Carry on the blog entry "Oil spills and Ego Boundaries" from its final sentence, "This guy tells it straight up."

• _Excerpt_
_ _ _ _ _ _ _
Thursday, June 10, 2010

Oil spills and Ego Boundaries..


I'm spending my days watching endless gallons of oil spill into the sea of blue, creating a marble swirl of thick brown encapsulating parts of untouched waters. They merge together in a meeting iconic of greed and beauty, of simple and complex. Sad looking Pelicans wonder onto the shore, and I'm beginning to think that I never want to drive my car again. It's been happening for weeks, but slowly, even though the gasoline geyser isn't fixed, news have shifted into other directions. Obama doesn't want any more blame for the actions of how the situation is being handled, Joran Van der Sloot killed another innocent woman, and Lindsey Lohan's alcohol monitoring ankle bracelet alarmed yesterday. The world continues to turn, as does the pages of our newspapers.

I have my NCLEX study book open, recalling lab values and answering questions like:
"The nurse knows that the physician is most likely to order which of the following laboratory tests to evaluate a client for hypoxia?"
1) Hematocrit
2) Sputum analysis
3) Arterial Blood gas (ABG) analysis
4) Total hemoglobin.
(the answer is 3, in case you were wondering!)

But instead of being interested as I should be in these matters, I have been ready a book called "The Road Less Traveled: A New Psychology of Love, Traditional Values and Spiritual Growth" by M. Scott Peck M.D. "New" is relative, being that the book was written in 1978. I'm not usually a fan of self help type literature, but maybe it's just the new stuff that is all marshmallow-y. This guy tells it straight up.
_ _ _ _ _ _ _
• _Dataset entries_
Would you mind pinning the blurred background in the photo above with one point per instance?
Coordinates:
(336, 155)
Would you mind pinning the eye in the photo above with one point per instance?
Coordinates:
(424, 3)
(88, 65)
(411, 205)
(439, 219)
_ _ _ _ _ _ _
• _Task output_
He defines love as "The will to extend one's self for the purpose of nurturing one's own or another's spiritual growth". He incorporates dependency, cathexis, self-sacrifice and the giving of attention in attributing to love. But he got me with the "falling in love" chapter: It starts with such a good opener, "No matter whom we fall in love with, we sooner or later fall out of love if the relationship continues long enough", the honeymoon always ends, the bloom of romance always fades..
To understand the phenomenon of falling in love and the inevitability of its ending, it is necessary to examine the nature of what psychiatrists call ego boundaries. From what we can ascertain by indirect evidence, it appears that newborn infants during the first few months of its life does not distinguish between itself and the rest of the universe. As the infant recognizes its will to be on its own and not that of the universe, it begins to make other distinctions between itself and the world.
The essence of the phenomenon of falling in love is a sudden collapse of a section of an individual's ego boundaries, permitting one to merge his or her identity with that of another person. The sudden release of oneself from oneself, the explosive pouring out of oneself into the beloved, and the dramatic surcease of loneliness accompanying this collapse of ego boundaries is experienced by most of us is ecstatic. We and our beloved are one! Loneliness no more!
But then..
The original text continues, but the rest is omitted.